TASK TO CARRY OUT ▸ Copy the records from the line containing "rod in the photo above." through the line containing "(1217, 639)", putting "corroded" wherever "rusty" appears and changing nothing else.

DATA EXTRACT ▸
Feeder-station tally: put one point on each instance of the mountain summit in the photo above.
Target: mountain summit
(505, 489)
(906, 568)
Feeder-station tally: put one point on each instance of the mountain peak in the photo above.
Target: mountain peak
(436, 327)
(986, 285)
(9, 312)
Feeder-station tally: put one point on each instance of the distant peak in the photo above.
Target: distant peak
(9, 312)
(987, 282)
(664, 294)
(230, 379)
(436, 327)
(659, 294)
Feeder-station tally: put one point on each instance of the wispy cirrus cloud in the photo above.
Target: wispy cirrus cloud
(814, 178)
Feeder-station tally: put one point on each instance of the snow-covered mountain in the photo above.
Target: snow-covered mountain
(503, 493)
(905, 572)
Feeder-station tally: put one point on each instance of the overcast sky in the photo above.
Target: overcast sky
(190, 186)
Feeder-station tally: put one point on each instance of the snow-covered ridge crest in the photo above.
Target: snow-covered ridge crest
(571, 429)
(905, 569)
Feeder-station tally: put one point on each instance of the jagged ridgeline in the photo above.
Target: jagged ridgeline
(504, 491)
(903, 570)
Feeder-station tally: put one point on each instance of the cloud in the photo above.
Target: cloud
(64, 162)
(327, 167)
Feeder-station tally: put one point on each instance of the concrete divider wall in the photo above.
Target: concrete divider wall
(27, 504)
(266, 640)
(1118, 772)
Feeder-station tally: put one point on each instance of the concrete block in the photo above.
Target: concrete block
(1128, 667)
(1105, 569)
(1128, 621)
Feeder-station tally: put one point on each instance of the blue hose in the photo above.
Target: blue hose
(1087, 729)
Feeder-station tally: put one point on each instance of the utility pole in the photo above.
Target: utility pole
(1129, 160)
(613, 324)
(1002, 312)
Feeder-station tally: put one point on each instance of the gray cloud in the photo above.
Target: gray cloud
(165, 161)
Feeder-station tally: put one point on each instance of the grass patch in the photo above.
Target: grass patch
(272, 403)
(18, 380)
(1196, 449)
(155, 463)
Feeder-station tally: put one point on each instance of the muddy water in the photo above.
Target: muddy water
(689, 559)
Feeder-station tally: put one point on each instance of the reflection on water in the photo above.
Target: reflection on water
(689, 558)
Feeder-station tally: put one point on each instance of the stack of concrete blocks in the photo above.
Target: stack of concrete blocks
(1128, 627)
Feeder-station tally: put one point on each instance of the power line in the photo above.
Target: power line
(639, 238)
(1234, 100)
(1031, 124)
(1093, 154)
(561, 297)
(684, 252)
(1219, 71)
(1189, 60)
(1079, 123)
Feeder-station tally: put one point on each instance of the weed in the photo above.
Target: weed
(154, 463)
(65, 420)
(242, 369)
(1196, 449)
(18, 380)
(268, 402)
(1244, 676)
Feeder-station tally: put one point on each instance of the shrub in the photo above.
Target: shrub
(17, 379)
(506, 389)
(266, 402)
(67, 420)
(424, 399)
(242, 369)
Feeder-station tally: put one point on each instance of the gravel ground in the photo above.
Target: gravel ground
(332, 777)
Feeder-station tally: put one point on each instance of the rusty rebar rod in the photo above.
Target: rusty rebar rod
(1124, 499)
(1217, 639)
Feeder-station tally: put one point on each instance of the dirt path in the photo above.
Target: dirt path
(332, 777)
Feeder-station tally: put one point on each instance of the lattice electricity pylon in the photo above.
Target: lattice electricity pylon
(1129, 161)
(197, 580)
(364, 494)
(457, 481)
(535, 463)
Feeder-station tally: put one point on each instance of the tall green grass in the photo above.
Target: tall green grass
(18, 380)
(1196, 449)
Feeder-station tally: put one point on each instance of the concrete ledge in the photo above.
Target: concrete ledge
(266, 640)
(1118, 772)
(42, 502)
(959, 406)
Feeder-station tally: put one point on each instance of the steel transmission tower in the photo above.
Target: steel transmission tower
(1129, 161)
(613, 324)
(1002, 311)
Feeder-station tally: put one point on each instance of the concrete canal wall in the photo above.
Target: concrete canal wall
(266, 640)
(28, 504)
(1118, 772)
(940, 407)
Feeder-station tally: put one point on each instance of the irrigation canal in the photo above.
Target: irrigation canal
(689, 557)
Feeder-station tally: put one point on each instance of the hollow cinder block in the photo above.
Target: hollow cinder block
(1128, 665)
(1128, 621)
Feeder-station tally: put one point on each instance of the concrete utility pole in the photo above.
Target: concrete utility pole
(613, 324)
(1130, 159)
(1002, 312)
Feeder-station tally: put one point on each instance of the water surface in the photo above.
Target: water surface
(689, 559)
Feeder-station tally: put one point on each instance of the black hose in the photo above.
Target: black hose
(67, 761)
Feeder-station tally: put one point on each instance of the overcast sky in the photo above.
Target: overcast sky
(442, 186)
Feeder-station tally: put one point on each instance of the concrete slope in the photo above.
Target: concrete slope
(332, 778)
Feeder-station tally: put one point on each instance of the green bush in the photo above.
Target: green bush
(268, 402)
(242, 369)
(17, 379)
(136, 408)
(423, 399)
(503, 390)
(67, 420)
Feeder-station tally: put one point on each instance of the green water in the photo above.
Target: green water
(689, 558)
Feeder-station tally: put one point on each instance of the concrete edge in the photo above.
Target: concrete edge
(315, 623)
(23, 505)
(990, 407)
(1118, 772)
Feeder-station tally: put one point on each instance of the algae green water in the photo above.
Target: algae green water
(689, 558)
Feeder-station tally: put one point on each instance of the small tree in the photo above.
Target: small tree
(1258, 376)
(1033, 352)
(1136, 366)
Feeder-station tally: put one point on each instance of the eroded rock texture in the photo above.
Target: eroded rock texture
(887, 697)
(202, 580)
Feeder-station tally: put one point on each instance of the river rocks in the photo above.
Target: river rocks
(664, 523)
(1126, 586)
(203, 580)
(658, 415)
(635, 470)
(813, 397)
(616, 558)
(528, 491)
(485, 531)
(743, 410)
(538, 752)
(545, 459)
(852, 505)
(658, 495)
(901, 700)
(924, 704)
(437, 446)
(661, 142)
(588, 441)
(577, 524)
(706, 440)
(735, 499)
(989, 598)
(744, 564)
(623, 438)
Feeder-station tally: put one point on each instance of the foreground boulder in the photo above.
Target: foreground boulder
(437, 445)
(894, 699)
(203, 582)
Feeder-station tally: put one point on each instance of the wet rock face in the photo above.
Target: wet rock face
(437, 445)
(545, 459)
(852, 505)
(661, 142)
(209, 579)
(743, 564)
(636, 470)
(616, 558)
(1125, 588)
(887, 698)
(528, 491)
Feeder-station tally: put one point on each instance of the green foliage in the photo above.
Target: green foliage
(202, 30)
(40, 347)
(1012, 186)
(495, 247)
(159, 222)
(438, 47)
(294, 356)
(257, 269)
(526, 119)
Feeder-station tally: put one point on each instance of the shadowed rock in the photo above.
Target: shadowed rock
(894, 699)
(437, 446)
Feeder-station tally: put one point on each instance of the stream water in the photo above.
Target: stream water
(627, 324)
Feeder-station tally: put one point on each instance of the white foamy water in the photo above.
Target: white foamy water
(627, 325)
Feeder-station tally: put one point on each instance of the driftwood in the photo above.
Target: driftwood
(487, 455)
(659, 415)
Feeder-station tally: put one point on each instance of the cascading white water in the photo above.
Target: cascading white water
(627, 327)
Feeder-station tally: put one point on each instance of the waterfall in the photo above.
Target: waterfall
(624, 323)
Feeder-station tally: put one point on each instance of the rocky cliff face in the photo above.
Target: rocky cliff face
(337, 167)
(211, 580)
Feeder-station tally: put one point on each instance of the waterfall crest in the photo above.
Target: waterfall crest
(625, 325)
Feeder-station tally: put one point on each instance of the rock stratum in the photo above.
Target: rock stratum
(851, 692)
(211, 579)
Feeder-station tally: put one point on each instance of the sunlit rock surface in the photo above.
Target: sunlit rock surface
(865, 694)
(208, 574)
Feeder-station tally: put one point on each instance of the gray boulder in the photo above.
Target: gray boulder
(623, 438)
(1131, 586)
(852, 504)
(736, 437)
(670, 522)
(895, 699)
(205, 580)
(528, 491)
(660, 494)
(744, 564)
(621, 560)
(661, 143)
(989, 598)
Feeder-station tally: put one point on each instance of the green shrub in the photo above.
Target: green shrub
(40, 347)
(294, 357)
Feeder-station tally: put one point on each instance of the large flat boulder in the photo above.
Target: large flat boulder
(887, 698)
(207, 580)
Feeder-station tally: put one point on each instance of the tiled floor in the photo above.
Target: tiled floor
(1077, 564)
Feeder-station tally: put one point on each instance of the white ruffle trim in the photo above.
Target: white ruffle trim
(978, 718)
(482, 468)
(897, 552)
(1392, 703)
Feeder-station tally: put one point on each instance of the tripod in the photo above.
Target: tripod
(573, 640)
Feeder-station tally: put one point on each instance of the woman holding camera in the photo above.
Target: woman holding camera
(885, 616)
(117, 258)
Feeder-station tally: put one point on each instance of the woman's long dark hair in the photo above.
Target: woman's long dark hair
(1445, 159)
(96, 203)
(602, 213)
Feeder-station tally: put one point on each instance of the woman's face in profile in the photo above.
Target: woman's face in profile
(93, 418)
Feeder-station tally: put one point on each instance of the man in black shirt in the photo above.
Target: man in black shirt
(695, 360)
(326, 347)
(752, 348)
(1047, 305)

WRITTEN ANSWER ▸
Feeder-station tally: put one point on each instance of the corroded rebar rod in the photo above.
Target: corroded rebar rod
(1124, 499)
(1217, 639)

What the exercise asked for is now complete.